(Dataset entries)

::::::

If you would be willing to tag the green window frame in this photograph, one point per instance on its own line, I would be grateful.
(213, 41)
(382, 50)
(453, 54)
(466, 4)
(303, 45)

::::::

Could you repeat every record word for word?

● EXPECTED ANSWER
If you would be willing to tag the green window frame in this photograph, one point per instance on its own line, I would be grateful.
(213, 41)
(382, 50)
(453, 54)
(466, 4)
(303, 45)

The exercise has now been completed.